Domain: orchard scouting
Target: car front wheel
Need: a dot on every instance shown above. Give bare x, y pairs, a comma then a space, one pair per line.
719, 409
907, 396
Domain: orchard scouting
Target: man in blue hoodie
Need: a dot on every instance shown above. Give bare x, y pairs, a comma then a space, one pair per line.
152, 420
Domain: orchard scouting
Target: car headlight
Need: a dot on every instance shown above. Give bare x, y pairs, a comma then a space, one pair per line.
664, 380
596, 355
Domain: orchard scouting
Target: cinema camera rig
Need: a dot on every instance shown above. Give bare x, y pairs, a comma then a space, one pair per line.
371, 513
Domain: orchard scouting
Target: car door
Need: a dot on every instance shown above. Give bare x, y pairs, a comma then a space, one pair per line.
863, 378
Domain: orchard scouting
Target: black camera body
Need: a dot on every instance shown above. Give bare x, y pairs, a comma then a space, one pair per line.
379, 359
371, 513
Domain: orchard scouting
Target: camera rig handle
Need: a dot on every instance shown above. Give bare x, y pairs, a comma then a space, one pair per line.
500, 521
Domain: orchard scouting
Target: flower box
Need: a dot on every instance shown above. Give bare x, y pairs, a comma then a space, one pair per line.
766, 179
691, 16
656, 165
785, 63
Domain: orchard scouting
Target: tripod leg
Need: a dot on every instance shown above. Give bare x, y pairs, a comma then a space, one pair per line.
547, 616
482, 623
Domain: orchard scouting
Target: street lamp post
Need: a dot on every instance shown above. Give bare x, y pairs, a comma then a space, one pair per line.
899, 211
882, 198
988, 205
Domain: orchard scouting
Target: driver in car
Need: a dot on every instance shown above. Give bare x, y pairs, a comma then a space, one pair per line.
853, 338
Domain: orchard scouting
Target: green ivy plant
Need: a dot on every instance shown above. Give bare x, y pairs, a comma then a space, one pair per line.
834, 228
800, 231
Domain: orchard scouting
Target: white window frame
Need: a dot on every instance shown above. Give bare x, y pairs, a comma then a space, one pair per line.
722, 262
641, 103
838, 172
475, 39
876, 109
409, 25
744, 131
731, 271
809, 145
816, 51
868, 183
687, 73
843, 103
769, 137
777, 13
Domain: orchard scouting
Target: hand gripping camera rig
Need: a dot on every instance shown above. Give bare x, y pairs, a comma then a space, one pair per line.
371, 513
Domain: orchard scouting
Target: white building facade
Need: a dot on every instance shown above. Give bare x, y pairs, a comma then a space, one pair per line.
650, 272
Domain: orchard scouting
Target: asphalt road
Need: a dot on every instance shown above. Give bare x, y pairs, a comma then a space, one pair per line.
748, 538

- [TASK DESCRIPTION]: Extract, word for word, each line of the listing above.

- [REPLY]:
Domain: orchard scouting
Target: car front wheel
Need: a dot on every instance shown above. Give bare x, y pairs, a comma then a space, one pair per line.
719, 409
907, 396
Domain: orchard scouting
Target: man in blue hoodie
Need: a dot on every instance shown above. Give bare x, y pairs, a comma then a space, one pair per line.
152, 420
Domain: orchard scouting
Target: car headlight
Need: a dot on every instance shown above. Give bare x, y pairs, a comma then a space, one pair per line.
664, 380
596, 355
Domain: orchard scouting
Target: cinema camera rig
Need: a dot on every instance shown above. Give bare x, y pairs, a comma then a space, one pair per line.
371, 513
Domain: orchard scouting
Target: car door
Need: a dot on every instance shown above. Give bare x, y pairs, a comma then a space, one pair per line.
863, 378
Domain: orchard scouting
Target: black camera body
Need: a dot on every instance shown above. Give bare x, y pairs, a comma then a space, one pair per line.
379, 359
371, 513
Domain: orchard scouting
Target: camera rig handle
Need: a dot on every instance shown above. Give bare x, y pairs, a comma then a space, one pair per line.
500, 521
Domain: orchard scouting
Target: flower box
Need: a dot on every instance shown above. Give bare x, y pairs, a comma then a space, one pair per line.
766, 179
691, 16
656, 165
785, 63
Domain: orchard scouting
Target: tripod leg
Need: a dot on every instance shown above. Give bare x, y pairs, a comma then a space, one pair per line.
547, 616
482, 623
Domain: orchard scouting
Target: street lamp post
Need: a dot on every instance shown above. Give bare x, y pairs, a comma then a space, one pair per line.
899, 211
882, 198
988, 205
Domain: orchard scouting
Target: driver in car
Need: a dot on every instance shown above. Give bare x, y pairs, a comma then a space, one pair per line.
853, 338
Domain: orchard scouting
Target: green ivy plant
Need: a dot on every instance shown above. Give bare x, y pairs, a comma then a space, one pair per line.
834, 228
800, 231
Domain: orchard scouting
Target: white window frame
Need: a dot on every instance shown above. Give bare x, y pairs, a comma then a space, one pair per line.
722, 262
641, 103
838, 172
475, 39
876, 109
409, 25
744, 131
731, 271
809, 145
816, 51
868, 183
687, 73
843, 103
769, 137
777, 13
Domain: orchard scouting
Target: hand gripping camera rig
Need: a dot on every instance shown above. Give bare x, y pairs, a comma then a space, one pair per line.
371, 513
Domain: orchard scouting
Target: white building facade
Need: a dot on every instance shown above. Give bare x, y pairs, a comma then a space, one pair per line.
650, 272
Domain: orchard scouting
Target: asphalt road
Need: a dot on every instance shown above. Give bare x, y pairs, a comma then a space, one pair per line.
748, 538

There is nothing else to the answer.